• [WORK TO COMPLETE]
A faithful copy of all the records is needed, with the pictures omitted.

• [Stored data entries]
┌──

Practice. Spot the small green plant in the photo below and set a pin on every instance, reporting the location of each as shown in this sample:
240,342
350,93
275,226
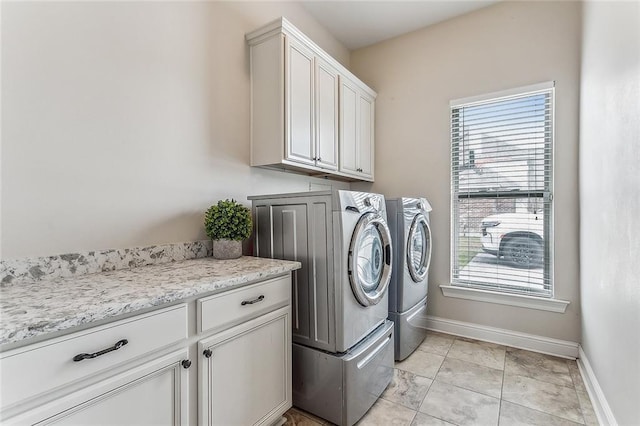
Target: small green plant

└──

• [ANSWER TO THIS PROBLEM]
Practice. Spot the small green plant in the photo below and set a pin on every instance, reporting the location of each as shown in this sample:
240,342
350,93
275,226
Target: small green plant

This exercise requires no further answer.